* **About this task**
All of the records that follow need to be copied word for word, without the pictures.
-- Entries provided follows --
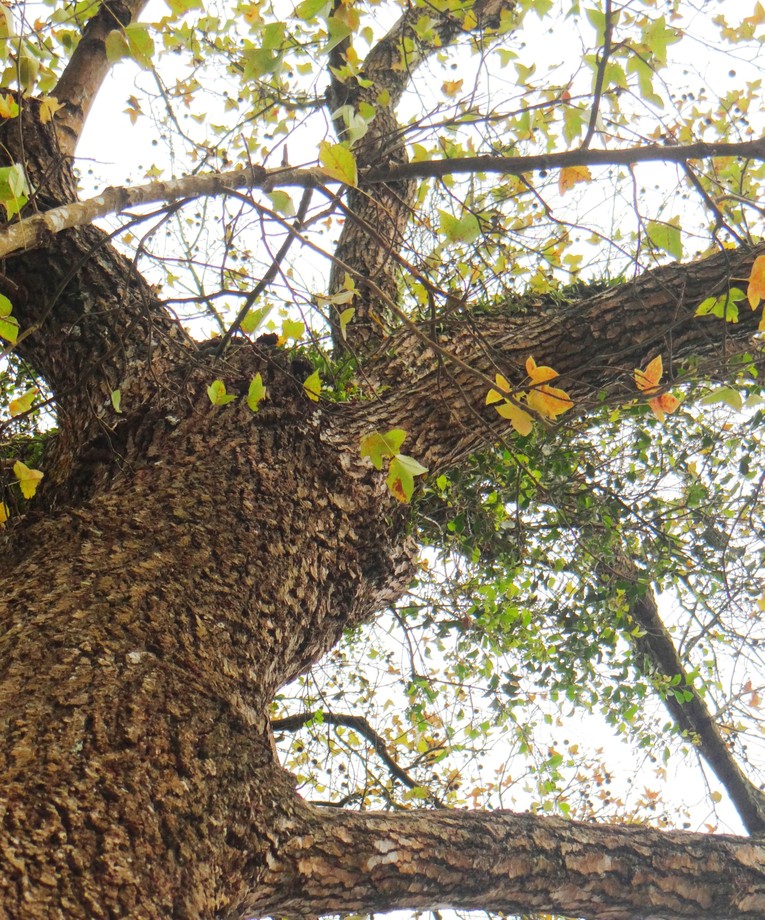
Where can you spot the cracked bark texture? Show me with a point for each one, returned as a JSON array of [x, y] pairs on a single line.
[[186, 560]]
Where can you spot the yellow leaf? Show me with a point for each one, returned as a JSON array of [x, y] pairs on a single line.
[[451, 87], [663, 405], [312, 386], [28, 479], [338, 162], [518, 418], [648, 379], [23, 403], [8, 107], [549, 402], [570, 175], [755, 292], [539, 373]]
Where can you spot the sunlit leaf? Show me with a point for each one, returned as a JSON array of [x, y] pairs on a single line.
[[256, 392], [22, 403], [254, 319], [28, 479], [571, 175], [338, 162], [312, 386], [345, 317], [521, 421], [218, 395], [9, 326]]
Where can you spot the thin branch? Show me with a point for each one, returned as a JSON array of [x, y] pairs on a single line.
[[270, 274], [656, 655], [600, 75], [34, 232], [358, 724]]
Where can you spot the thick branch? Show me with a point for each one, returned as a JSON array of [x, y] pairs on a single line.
[[35, 231], [345, 862], [656, 656], [87, 69], [384, 207], [594, 345]]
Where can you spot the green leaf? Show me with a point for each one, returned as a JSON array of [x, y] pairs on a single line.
[[22, 403], [312, 386], [254, 318], [401, 475], [338, 162], [218, 395], [411, 465], [14, 190], [723, 307], [140, 44], [9, 325], [310, 9], [666, 237], [256, 393], [345, 317], [293, 329], [459, 230], [376, 446]]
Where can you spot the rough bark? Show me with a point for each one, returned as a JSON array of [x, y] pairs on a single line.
[[346, 862], [188, 560]]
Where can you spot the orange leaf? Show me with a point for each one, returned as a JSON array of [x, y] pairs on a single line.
[[570, 175], [648, 380], [540, 373], [549, 401], [755, 292]]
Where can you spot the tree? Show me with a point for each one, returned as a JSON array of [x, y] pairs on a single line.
[[213, 516]]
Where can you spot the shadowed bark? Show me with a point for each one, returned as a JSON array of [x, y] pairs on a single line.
[[186, 560]]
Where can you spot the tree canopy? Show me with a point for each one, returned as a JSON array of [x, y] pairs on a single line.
-- Entries provided concluded --
* **Answer to this task**
Where can you spot the cracked bark texture? Show me with a point for each one, returned as a JSON array of [x, y] pairs on a single line.
[[186, 560]]
Where can you spot the yellow leaf? Show me with a point for each one, returned as a JSON array of [x, y] pairs on a single line.
[[451, 87], [663, 405], [312, 386], [28, 479], [338, 162], [518, 418], [648, 379], [23, 403], [8, 107], [549, 402], [570, 175], [755, 292], [539, 373]]
Where can you spot the sunlit leaf? Show me with a point for each one, returned as a JSON array of [x, y] pairs on a single line.
[[256, 392], [22, 403], [254, 319], [28, 479], [571, 175], [338, 162], [312, 386], [345, 317], [521, 421], [218, 395], [9, 326]]
Where can you spot the thin branch? Show me with a point for each one, returned as a JSON array of [x, y] pairs on a single line.
[[270, 274], [656, 655], [600, 75], [34, 232], [358, 724]]
Where can you spot the thick branch? Show me with a point for each one, returned as a JSON array of [x, y] pairs on a single line.
[[35, 231], [345, 862], [656, 656], [87, 69], [384, 207], [594, 345]]
Where can you spot the green leaf? Show me with a point for each one, returned as a JSON array of [x, y] pairs on a single line.
[[22, 403], [312, 386], [254, 318], [401, 475], [338, 162], [218, 395], [411, 465], [14, 190], [723, 307], [140, 44], [9, 325], [310, 9], [666, 237], [256, 393], [345, 317], [293, 329], [459, 230], [376, 446]]
Where can you spot the rough bark? Show me with a point for each one, returned as a JSON array of [x, y] pairs on a single line.
[[346, 862], [188, 560]]
Where can you spot the orange leaf? Show me with a point for each one, returned as a JSON array of [x, y] pairs on a single line.
[[570, 175], [648, 380], [540, 373], [549, 401], [755, 292]]
Where can you spot the tree? Show me with a point for each one, returned as a JSON array of [x, y] pairs on a single line.
[[213, 516]]
Where can you spot the shadowed bark? Show me with a point for each one, returned as a JSON array of [x, y] pairs on a single line.
[[186, 560]]
Where can you spot the tree canopy? Show me with a point for each one, returned as a JSON array of [x, y] pairs on a single line.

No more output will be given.